» 指示 1
下記の競技ダンスとジェンダー平等に関する本文から、「この記事は約 9 分で読むことができます。」から「き旧習は正そうとしています。」までをそのまま書き写してください。
» 指示 2
下記の競技ダンスとジェンダー平等に関する本文を読み、次の問いに答えてください。
(a) 東京オリンピックにおける女子選手の大会参加比率は何%でしたか。
(b) 2024年のパリ五輪では、選手の男女比はどうなると推定されていますか。
(c) 競技ダンスの五輪種目入りを目標に掲げている団体の名称は何ですか。
» 指示 3
下記の競技ダンスとジェンダー平等に関する本文を、最後の文に続けて書き進めてください。

» 本文

════════

この記事は約 9 分で読むことができます。
こんにちは、翼祈(たすき)です。
昨今、スポーツ界ではジェンダー平等への意識が向上しています。2021年の東京オリンピックでは、女子選手の大会参加比率が47.7%と倍増し、2024年のパリ五輪では男女同数となると推定されています。LGBTQ選手への理解も加速しています。競技ダンスの五輪種目入りを目標に掲げる日本ダンススポーツ連盟もその流れをなぞり、変革に加わりました。
従来、男女の愛の駆け引きをメーンテーマとして踊られてきた競技ダンスです。選手の女性は、「その世界観を勿論大事にはしていきたいとは思いますが、変にルールで堅苦しくならず、女性同士のカップルでも男性同士のカップルでも好きに組めて、誰もが楽しんで競技を続けられるカタチになって欲しい」と語りました。同性同士のカップルが手を取り合っていけば、新たな愛のストーリーも紡いでいけるー。守るべき伝統は重んじ、変えるべき旧習は正そうとしています。

════════

» データ抜粋

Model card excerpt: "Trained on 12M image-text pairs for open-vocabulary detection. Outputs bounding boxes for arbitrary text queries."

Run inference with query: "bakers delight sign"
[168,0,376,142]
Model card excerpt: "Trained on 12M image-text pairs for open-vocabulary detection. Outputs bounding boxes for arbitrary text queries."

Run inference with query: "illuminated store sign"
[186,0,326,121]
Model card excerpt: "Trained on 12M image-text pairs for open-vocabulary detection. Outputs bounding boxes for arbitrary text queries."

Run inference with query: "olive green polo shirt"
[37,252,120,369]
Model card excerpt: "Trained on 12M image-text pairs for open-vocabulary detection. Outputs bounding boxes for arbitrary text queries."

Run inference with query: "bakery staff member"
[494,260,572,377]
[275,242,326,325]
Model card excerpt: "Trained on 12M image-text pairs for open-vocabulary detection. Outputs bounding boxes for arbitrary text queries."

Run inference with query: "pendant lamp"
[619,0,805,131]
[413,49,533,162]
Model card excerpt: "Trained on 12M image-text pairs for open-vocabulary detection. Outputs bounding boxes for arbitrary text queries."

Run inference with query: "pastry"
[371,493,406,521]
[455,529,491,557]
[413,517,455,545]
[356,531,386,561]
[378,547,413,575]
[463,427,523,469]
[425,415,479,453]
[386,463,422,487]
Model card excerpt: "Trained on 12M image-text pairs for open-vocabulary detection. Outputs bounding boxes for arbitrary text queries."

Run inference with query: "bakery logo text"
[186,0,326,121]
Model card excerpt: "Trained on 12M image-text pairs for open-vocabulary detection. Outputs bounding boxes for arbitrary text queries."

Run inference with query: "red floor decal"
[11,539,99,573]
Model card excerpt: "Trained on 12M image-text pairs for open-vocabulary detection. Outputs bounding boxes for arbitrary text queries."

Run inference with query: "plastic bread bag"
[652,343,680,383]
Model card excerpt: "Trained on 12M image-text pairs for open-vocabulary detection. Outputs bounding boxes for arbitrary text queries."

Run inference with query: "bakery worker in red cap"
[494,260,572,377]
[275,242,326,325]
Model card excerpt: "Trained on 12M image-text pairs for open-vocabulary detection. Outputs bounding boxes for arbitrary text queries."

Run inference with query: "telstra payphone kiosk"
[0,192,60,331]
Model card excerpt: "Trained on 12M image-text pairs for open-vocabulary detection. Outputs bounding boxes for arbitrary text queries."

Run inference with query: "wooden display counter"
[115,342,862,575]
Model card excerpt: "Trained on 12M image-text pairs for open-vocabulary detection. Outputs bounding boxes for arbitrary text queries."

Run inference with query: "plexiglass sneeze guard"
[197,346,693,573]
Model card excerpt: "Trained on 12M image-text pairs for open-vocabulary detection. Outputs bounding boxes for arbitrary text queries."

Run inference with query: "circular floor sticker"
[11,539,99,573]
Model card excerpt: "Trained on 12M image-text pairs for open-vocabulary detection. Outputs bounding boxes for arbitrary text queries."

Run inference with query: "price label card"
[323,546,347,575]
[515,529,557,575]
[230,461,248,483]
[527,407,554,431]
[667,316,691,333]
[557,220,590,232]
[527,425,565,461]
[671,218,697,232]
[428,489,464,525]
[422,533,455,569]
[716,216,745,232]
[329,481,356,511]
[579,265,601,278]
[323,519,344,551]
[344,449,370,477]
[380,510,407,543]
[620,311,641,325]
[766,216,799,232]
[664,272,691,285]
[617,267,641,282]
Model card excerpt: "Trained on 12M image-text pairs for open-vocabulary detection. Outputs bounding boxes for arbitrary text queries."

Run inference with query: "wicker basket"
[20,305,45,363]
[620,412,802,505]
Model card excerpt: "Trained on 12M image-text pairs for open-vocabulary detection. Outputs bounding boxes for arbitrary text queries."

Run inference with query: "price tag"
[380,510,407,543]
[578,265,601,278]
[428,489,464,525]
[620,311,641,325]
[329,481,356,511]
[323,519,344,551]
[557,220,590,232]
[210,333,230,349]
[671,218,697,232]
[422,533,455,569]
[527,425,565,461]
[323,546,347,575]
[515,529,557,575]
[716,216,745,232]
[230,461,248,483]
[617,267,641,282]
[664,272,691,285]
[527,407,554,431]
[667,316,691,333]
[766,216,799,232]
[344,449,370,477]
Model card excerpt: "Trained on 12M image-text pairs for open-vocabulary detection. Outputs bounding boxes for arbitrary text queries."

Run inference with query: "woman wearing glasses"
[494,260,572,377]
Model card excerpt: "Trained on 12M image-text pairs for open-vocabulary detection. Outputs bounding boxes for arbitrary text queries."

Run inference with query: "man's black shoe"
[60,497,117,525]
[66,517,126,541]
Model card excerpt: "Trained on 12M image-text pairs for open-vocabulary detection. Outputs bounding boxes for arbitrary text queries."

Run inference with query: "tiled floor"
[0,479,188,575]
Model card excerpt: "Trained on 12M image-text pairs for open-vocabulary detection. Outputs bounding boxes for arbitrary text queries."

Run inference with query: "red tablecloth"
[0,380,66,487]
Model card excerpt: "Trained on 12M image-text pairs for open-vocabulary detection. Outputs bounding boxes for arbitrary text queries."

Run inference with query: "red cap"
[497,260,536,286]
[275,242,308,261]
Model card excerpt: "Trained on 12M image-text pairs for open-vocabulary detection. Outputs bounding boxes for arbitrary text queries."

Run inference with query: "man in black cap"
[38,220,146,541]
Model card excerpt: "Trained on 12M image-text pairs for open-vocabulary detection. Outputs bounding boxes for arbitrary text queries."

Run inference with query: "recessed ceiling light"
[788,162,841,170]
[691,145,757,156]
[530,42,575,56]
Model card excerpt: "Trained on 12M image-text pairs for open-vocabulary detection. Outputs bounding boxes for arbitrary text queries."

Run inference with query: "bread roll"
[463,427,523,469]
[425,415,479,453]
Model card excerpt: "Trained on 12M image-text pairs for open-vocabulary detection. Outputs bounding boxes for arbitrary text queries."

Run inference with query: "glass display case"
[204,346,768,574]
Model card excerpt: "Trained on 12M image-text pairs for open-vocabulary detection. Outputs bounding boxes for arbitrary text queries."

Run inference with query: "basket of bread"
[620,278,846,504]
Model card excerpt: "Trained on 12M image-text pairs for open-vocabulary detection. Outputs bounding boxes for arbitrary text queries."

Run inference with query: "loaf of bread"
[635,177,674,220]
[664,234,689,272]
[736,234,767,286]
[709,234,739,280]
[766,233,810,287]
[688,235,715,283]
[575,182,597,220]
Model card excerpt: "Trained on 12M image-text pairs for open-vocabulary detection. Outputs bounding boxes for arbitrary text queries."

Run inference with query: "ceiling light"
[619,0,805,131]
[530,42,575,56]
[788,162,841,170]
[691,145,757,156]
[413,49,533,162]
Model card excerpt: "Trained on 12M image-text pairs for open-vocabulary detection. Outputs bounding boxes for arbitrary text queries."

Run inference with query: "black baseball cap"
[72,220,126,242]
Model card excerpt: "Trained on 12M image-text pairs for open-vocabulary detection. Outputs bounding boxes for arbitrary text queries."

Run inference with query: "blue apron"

════════

» 最終回答 1
この記事は約 9 分で読むことができます。
こんにちは、翼祈(たすき)です。
昨今、スポーツ界ではジェンダー平等への意識が向上しています。2021年の東京オリンピックでは、女子選手の大会参加比率が47.7%と倍増し、2024年のパリ五輪では男女同数となると推定されています。LGBTQ選手への理解も加速しています。競技ダンスの五輪種目入りを目標に掲げる日本ダンススポーツ連盟もその流れをなぞり、変革に加わりました。
従来、男女の愛の駆け引きをメーンテーマとして踊られてきた競技ダンスです。選手の女性は、「その世界観を勿論大事にはしていきたいとは思いますが、変にルールで堅苦しくならず、女性同士のカップルでも男性同士のカップルでも好きに組めて、誰もが楽しんで競技を続けられるカタチになって欲しい」と語りました。同性同士のカップルが手を取り合っていけば、新たな愛のストーリーも紡いでいけるー。守るべき伝統は重んじ、変えるべき旧習は正そうとしています。

» 最終回答 2
(a) 47.7%
(b) 男女同数
(c) 日本ダンススポーツ連盟

» 最終回答 3
今回は競技ダンスで進むジェンダーレス化、同性同士でペアと組む女性の競技ダンスに懸ける想いについて迫ります。
競技ダンスで進む、ジェンダーレス化。
鍛錬された技術や洗礼された美しさを競う競技ダンスや、趣味で興じる社交ダンスは、男性と女性でカップルになるものだという固定概念があります。現在、同性同士のペア結成に背中を押す活動が浸透しつつあります。競技ダンスの男女比率では圧倒的に多い女性の活躍できるシーンを拡充させたい強い想いも抱きます。アマチュアやプロの世界ではどんな活動が行われているのでしょうか?
ダンススタジオの一角で、卒業証書を持った女子中学生2人がこう溜め息をつきました。「誰が決定したんだろう?。ジュニアシーズンが終了すると、男子とカップルを組まなきゃ競技を続けられないって」。2020年に公開の映画[レディ・トゥ・レディ]は、そんなシーンからストーリーが始まります。中学卒業をきっかけにカップルを解消した女の子2人が、大人になって再びカップルを組み、前代未聞の大会出場を目標に掲げる奮闘を描いた映画です。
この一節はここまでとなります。